++++ Listing ++++

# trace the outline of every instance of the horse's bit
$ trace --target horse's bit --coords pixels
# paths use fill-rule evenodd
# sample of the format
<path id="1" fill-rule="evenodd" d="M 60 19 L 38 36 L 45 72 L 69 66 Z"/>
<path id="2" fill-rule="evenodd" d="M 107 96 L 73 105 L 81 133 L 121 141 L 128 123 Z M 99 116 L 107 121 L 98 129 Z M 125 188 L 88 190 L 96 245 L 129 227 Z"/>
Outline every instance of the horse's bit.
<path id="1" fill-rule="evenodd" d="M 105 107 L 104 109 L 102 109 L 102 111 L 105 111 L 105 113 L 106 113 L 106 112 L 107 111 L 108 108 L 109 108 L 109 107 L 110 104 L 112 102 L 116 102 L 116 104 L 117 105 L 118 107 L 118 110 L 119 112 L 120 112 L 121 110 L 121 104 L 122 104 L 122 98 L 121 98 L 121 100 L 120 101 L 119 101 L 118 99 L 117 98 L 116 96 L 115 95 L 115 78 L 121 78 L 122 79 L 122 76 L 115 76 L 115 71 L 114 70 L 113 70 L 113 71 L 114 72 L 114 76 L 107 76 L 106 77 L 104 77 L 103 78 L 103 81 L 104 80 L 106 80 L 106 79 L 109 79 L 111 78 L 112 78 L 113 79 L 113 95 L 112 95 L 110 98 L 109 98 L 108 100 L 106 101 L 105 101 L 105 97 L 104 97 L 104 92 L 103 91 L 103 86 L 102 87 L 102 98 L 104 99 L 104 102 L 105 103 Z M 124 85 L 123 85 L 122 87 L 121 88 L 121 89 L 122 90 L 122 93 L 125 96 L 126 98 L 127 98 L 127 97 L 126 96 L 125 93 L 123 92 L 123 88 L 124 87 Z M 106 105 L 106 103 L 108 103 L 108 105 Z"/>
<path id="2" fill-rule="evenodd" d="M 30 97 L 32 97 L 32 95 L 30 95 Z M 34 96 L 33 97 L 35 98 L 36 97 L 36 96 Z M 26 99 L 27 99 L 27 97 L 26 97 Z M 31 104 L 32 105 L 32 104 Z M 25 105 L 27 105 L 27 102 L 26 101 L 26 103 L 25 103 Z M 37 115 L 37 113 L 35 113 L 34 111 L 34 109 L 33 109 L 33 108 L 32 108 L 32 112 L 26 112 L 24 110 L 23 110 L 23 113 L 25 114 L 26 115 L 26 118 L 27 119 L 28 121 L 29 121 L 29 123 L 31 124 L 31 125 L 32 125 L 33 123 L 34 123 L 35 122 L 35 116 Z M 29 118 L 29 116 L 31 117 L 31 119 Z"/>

++++

_Work to complete_
Reproduce all of the entries above line for line, changing nothing.

_Worked answer_
# trace the outline of every instance of the horse's bit
$ trace --target horse's bit --coords pixels
# paths use fill-rule evenodd
# sample of the format
<path id="1" fill-rule="evenodd" d="M 60 19 L 38 36 L 45 72 L 69 66 Z"/>
<path id="2" fill-rule="evenodd" d="M 107 96 L 73 105 L 81 133 L 121 141 L 128 123 Z M 99 116 L 107 121 L 98 129 Z M 125 188 L 88 190 L 96 245 L 129 227 Z"/>
Outline every instance of the horse's bit.
<path id="1" fill-rule="evenodd" d="M 105 107 L 104 109 L 102 109 L 102 111 L 105 111 L 105 113 L 106 113 L 106 112 L 107 111 L 108 108 L 109 108 L 109 107 L 110 104 L 112 102 L 116 102 L 116 104 L 117 105 L 118 107 L 118 110 L 119 112 L 120 112 L 121 110 L 121 104 L 122 104 L 122 98 L 121 98 L 121 100 L 120 101 L 119 101 L 118 99 L 117 98 L 116 96 L 115 95 L 115 78 L 121 78 L 122 79 L 122 76 L 115 76 L 115 71 L 114 70 L 113 70 L 113 71 L 114 72 L 114 76 L 107 76 L 106 77 L 104 77 L 103 78 L 103 81 L 104 80 L 106 80 L 106 79 L 109 79 L 111 78 L 112 78 L 113 79 L 113 95 L 112 95 L 110 98 L 109 98 L 108 100 L 106 101 L 105 101 L 105 97 L 104 97 L 104 92 L 103 91 L 103 86 L 102 87 L 102 98 L 104 99 L 104 102 L 105 103 Z M 124 85 L 123 85 L 122 87 L 121 88 L 121 89 L 122 90 L 122 93 L 125 96 L 126 98 L 127 98 L 127 97 L 126 96 L 125 93 L 123 92 L 123 88 L 124 87 Z M 106 105 L 106 103 L 108 103 L 108 105 Z"/>
<path id="2" fill-rule="evenodd" d="M 30 97 L 32 97 L 32 95 L 30 95 Z M 34 96 L 33 97 L 35 98 L 36 97 L 36 96 Z M 26 99 L 27 99 L 27 97 L 26 97 Z M 31 104 L 32 105 L 32 104 Z M 25 105 L 27 105 L 27 102 L 26 101 L 26 103 L 25 103 Z M 37 115 L 37 113 L 35 113 L 34 111 L 34 109 L 33 109 L 33 108 L 32 108 L 32 112 L 26 112 L 24 110 L 23 110 L 23 113 L 25 114 L 26 115 L 26 118 L 27 119 L 28 121 L 29 121 L 29 123 L 31 124 L 31 125 L 32 125 L 33 123 L 34 123 L 35 122 L 35 116 Z M 29 118 L 29 116 L 31 117 L 31 119 Z"/>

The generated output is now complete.